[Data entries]
..........
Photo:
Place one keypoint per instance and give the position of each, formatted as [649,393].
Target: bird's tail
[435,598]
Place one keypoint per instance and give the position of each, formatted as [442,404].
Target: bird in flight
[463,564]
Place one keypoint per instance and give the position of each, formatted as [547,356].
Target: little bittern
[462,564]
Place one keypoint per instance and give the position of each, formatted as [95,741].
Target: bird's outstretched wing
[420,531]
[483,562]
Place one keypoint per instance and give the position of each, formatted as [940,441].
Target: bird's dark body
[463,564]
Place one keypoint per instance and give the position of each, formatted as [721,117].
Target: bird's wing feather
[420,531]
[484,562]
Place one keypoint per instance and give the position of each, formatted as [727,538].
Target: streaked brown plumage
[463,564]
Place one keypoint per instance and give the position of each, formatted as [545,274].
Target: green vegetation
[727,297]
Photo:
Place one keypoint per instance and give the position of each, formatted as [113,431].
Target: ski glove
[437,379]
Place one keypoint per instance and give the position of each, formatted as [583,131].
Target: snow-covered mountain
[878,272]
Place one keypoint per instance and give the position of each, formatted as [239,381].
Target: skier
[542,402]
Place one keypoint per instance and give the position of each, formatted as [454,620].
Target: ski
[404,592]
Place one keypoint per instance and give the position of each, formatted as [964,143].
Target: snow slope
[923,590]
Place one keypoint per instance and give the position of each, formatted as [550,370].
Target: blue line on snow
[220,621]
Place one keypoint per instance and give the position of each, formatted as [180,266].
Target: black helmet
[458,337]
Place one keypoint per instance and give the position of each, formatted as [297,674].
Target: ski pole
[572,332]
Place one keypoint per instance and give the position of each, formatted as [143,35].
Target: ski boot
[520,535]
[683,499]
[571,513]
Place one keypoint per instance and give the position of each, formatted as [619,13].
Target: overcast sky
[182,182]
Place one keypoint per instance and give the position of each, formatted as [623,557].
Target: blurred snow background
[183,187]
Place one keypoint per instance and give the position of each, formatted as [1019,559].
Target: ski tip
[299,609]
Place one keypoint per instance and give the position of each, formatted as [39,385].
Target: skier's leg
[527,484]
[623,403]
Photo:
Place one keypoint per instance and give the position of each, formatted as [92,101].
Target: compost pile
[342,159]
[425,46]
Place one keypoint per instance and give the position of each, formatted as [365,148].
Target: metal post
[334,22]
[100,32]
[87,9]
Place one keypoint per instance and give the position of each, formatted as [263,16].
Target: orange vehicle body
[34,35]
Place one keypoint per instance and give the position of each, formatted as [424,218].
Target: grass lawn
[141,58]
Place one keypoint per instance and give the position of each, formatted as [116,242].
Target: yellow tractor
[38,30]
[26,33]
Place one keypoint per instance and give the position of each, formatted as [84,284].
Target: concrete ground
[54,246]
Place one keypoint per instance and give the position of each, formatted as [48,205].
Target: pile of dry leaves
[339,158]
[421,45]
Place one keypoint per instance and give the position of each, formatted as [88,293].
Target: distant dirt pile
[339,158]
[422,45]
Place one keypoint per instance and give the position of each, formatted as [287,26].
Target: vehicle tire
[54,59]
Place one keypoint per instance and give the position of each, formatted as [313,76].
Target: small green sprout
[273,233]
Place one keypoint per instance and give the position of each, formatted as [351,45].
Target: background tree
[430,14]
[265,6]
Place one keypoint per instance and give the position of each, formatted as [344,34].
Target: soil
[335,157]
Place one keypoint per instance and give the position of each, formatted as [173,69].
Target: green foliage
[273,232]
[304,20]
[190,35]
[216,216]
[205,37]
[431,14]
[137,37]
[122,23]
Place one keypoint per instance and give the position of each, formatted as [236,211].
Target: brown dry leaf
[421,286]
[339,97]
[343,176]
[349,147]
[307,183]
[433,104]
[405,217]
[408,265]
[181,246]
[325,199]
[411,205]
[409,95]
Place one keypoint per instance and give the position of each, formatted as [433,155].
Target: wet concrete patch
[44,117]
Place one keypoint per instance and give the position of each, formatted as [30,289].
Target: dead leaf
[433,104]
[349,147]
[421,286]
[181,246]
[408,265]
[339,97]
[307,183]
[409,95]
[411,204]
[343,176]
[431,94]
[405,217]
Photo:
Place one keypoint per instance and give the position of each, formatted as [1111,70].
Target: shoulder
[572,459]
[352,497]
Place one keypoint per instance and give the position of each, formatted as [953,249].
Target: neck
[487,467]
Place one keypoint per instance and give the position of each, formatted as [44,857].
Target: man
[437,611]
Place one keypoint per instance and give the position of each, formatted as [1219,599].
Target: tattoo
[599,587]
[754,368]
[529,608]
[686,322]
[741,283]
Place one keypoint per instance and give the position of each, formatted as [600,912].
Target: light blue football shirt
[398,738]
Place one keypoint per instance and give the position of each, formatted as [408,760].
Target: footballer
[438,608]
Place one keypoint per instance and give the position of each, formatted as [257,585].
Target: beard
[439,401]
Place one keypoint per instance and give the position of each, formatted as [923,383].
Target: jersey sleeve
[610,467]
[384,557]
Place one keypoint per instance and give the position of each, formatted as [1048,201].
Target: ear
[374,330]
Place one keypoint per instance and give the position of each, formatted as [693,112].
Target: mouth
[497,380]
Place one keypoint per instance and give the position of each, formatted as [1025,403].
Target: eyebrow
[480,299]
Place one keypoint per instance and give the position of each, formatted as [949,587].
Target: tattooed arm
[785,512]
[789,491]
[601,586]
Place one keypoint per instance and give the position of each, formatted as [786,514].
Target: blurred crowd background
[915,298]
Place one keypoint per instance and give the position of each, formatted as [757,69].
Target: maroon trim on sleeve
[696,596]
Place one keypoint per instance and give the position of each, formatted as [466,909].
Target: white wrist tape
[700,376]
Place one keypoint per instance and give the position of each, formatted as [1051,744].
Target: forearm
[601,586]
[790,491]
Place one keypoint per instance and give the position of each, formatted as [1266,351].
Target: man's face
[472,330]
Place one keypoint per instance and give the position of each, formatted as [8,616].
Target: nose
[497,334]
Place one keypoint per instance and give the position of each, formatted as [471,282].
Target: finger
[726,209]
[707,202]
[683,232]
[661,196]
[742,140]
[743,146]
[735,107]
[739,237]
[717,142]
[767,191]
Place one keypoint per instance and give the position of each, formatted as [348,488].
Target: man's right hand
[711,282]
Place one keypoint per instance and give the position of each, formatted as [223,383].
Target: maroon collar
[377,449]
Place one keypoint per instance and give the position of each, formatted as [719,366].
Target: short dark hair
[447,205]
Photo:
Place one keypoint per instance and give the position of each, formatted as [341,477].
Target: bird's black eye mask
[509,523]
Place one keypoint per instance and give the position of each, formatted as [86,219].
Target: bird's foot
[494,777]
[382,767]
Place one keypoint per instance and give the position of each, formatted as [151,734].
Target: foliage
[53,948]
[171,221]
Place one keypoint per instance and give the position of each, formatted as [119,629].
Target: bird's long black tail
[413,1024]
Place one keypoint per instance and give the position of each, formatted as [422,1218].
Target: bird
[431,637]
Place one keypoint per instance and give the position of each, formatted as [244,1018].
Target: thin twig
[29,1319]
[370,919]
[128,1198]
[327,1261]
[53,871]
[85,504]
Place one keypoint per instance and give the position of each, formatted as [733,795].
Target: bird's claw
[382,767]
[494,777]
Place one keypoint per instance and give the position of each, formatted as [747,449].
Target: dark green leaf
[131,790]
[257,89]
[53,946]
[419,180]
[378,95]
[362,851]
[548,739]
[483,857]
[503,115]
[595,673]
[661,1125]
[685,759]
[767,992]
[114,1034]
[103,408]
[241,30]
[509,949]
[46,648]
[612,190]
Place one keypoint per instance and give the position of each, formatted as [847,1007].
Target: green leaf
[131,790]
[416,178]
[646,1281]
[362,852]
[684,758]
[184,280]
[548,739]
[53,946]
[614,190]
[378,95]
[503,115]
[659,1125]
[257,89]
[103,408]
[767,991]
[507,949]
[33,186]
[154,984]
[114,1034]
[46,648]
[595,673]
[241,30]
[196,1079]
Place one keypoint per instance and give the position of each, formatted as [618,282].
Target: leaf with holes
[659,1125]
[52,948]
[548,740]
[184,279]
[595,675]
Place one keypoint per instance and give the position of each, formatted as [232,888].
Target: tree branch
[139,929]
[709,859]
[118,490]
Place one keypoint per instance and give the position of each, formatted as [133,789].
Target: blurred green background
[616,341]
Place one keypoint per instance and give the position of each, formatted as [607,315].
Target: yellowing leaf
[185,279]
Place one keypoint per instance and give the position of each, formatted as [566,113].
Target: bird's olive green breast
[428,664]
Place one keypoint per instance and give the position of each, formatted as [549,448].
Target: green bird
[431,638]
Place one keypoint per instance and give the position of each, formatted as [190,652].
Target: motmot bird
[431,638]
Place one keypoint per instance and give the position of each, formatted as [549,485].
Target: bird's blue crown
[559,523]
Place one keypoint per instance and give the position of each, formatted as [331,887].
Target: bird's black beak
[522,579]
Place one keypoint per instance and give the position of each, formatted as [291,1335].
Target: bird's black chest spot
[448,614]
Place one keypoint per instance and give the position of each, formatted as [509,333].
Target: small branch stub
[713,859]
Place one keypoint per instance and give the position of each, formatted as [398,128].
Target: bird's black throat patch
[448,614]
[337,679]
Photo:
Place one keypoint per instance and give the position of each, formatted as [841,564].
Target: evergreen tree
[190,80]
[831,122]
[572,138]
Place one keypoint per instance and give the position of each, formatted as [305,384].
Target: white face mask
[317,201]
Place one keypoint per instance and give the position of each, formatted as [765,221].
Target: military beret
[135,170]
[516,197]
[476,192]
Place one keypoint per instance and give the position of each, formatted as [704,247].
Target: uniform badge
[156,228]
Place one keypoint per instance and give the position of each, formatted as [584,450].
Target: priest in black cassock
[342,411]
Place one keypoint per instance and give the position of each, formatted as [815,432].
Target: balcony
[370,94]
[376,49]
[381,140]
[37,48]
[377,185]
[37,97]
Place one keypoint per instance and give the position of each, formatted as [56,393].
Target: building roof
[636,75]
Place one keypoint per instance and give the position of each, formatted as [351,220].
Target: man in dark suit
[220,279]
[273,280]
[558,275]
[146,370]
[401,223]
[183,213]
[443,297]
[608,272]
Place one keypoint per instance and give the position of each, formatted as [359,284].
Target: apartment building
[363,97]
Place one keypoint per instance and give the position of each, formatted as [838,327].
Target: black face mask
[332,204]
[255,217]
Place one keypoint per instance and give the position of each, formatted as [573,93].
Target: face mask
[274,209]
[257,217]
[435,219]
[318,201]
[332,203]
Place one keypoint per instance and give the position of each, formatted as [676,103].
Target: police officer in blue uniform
..........
● **WHAT THIS TASK INVOLVES**
Your task is to extract the lines running from the one with "formatted as [331,887]." to the end of the material, inclusive, copying each exactly and adding nothing.

● **CORRECT RESPONSE**
Place one keypoint per instance and give the position of each, formatted as [331,887].
Target: bird's black beak
[522,579]
Place one keypoint per instance and give the position of each, formatted as [291,1335].
Target: bird's black chest spot
[448,614]
Place one keypoint per instance and give the position of each, formatted as [509,333].
Target: small branch stub
[713,859]
Place one keypoint per instance and give the position of each, formatted as [398,128].
Target: bird's black throat patch
[448,614]
[337,679]
Photo:
Place one keypoint per instance and give the position of each, formatted as [841,564].
Target: evergreen tree
[190,80]
[831,122]
[572,138]
Place one keypoint per instance and give the position of each, formatted as [305,384].
Target: white face mask
[317,201]
Place one keypoint per instance and give the position of each, formatted as [765,221].
Target: military beret
[135,170]
[516,197]
[476,192]
Place one keypoint per instance and give the position of each, formatted as [704,247].
Target: uniform badge
[156,228]
Place one keypoint per instance and give the position of each, formatted as [584,450].
Target: priest in black cassock
[342,411]
Place one keypoint per instance and give the position of each, formatted as [815,432].
Target: balcony
[370,94]
[376,49]
[381,140]
[37,48]
[377,185]
[37,97]
Place one keypoint per instance and give the position of each, formatted as [56,393].
Target: building roof
[636,75]
Place one keypoint per instance and give the position of each, formatted as [351,220].
Target: man in dark suit
[220,279]
[273,280]
[558,275]
[146,370]
[401,223]
[183,213]
[443,297]
[608,272]
Place one keypoint per instance and give the position of each, formatted as [359,284].
Target: apartment building
[363,97]
Place one keypoint per instance and give the position of each, formatted as [838,327].
Target: black face mask
[332,204]
[255,217]
Place one keypoint per instance and give the position of each, formatted as [573,93].
Target: face mask
[274,209]
[257,217]
[435,219]
[318,201]
[332,203]
Place one keypoint per instance and give the position of each, formatted as [676,103].
Target: police officer in blue uniform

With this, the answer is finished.